*** Block opens ***
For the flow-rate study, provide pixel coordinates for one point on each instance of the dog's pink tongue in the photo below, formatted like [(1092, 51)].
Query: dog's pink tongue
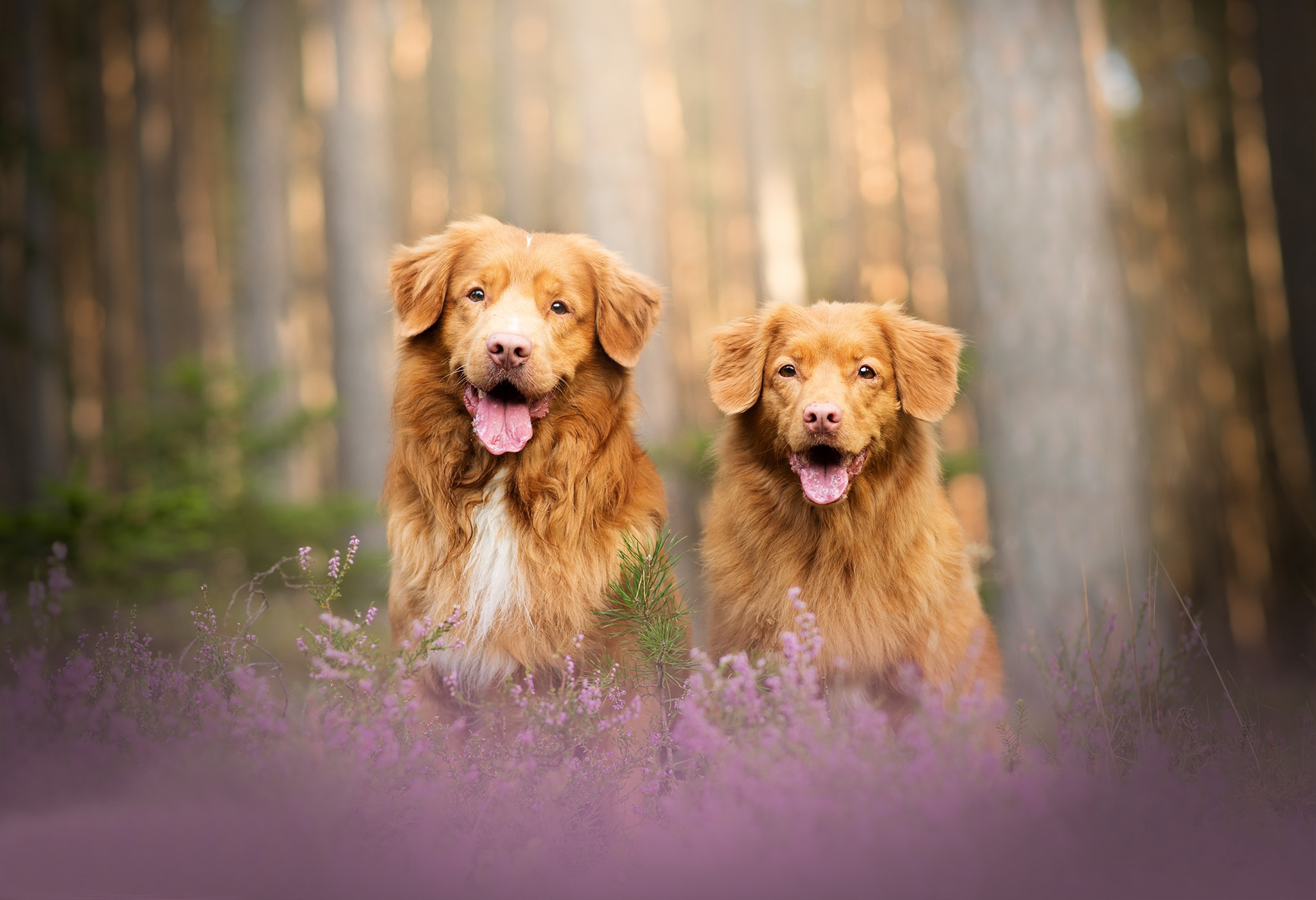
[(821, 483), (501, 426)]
*** Block closes ***
*** Block opens ***
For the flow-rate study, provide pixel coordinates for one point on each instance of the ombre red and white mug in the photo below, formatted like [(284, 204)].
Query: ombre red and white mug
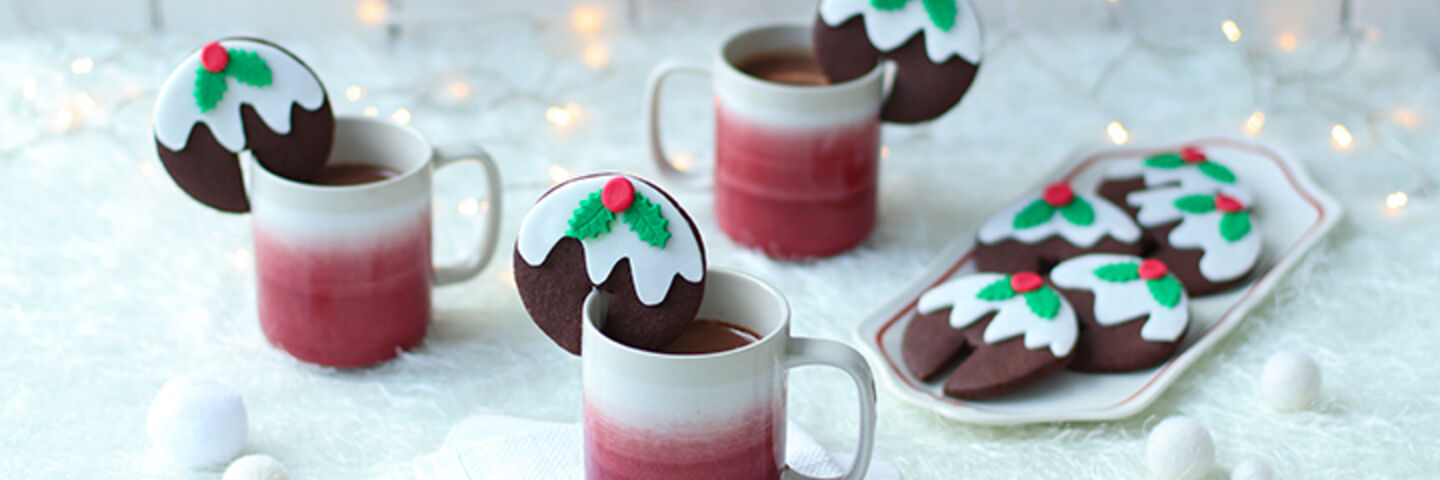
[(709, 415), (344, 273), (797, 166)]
*** Block closes ***
If a line in the records contains the word "photo", copy it out.

**YOUR SOLUTION**
For the flow-rate study, provide pixel coordinates for one point on each instance of the dog's pink tongue in the photo below, formatted like [(1092, 51)].
For the flow-rate study, provide pixel coordinates for one point on each instance of the ombre red and white mug in the photo below, formatted like [(284, 204)].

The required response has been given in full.